[EXERCISE INSTRUCTIONS]:
1. Return the part of the theater review from "I’m not sure" to "from the audience.", copied word for word.
2. List the full name of every real person mentioned in the theater review.

Mark Ridenour as Macheath
The Threepenny Opera
2.5 stars
Raleigh Little Theatre
@ RLT Sutton Main Stage Theatre
Through June 19

I’m not sure if it was my perfume or the play, but by the beginning of the third act, my entire section of the audience had not returned. At first, I was a bit alarmed that they would start the last act before approximately 30 people returned from the restrooms, but the unfortunate truth quickly dawned on me: They had walked. Now, I think there are very few reasons to walk out of a show before curtain bows, and Raleigh Little Theatre’s The Threepenny Opera truly didn’t warrant any of them. It’s one thing to bolt at intermission of a Broadway stinker that you’ve dropped a couple hundred bucks on, but it’s another when you’ve got a community theater company soldiering through an ambitious, difficult play that also asks for commitment from the audience.

Originally produced in the Weimar heyday of 1928 Berlin, Bertolt Brecht and Kurt Weill’s show swept Europe by storm, producing 46 stage versions the following year and by 1933, 130 productions worldwide. Although Threepenny is based on a much older 18th-century work by John Gay called The Beggar’s Opera, Brecht’s book and Weill’s music broke the saccharine tradition of lyrical, musicals and challenged the bourgeois aristocracy and politicians with a show of jolting, cacophonous, bawdy originality that, when produced successfully, left audiences stunned.

Unfortunately, RLT’s production does not reach this level of achievement, although it deserves high marks for great effort in interpretation and execution. But, it must be said that Threepenny is just one hard-ass play to direct and perform. Clearly, director Haskell Fitz-Simons was summoning the gods of The Roundabout Theatre’s recent productions of Threepenny and Cabaret and tried to portray a darkly deceitful Victorian Soho with Brechtian panache but it came off more like stand and scowl: “Grrrrr, I’m a bad guy, watch me snarl.” “Grrrrr, I’m a whore, hear me roar.”

[INFORMATION GIVEN]:
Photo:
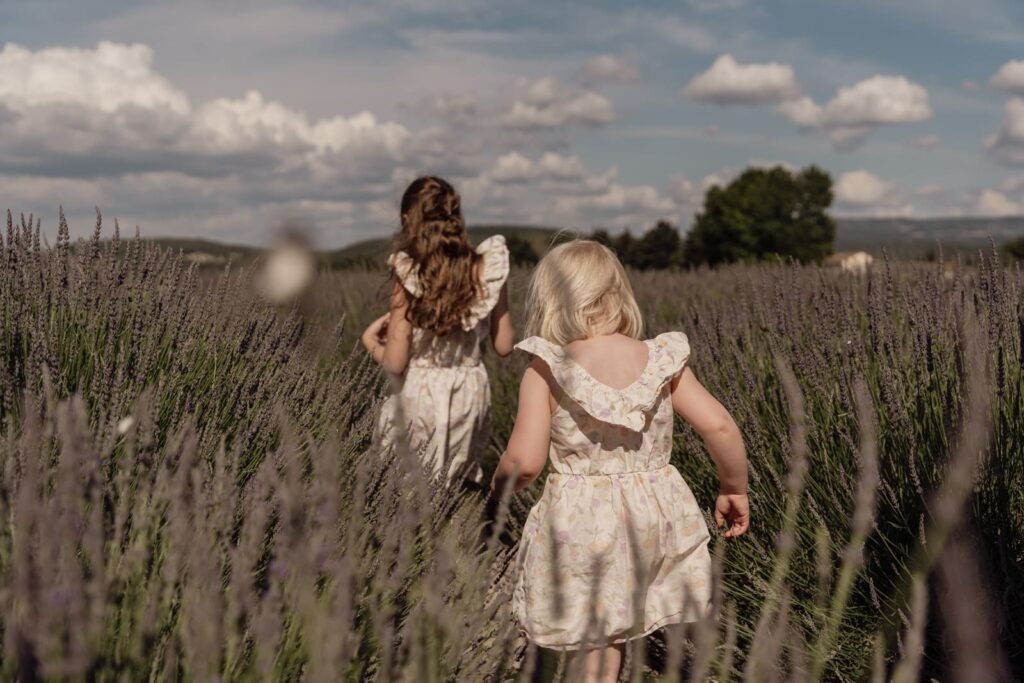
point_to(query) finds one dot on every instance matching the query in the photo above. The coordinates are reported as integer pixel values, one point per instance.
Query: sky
(226, 120)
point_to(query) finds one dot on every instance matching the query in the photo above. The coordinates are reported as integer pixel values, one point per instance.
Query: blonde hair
(579, 289)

[TASK-BY-TASK RESULTS]:
1.
I’m not sure if it was my perfume or the play, but by the beginning of the third act, my entire section of the audience had not returned. At first, I was a bit alarmed that they would start the last act before approximately 30 people returned from the restrooms, but the unfortunate truth quickly dawned on me: They had walked. Now, I think there are very few reasons to walk out of a show before curtain bows, and Raleigh Little Theatre’s The Threepenny Opera truly didn’t warrant any of them. It’s one thing to bolt at intermission of a Broadway stinker that you’ve dropped a couple hundred bucks on, but it’s another when you’ve got a community theater company soldiering through an ambitious, difficult play that also asks for commitment from the audience.

2.
Mark Ridenour
Bertolt Brecht
Kurt Weill
John Gay
Haskell Fitz-Simons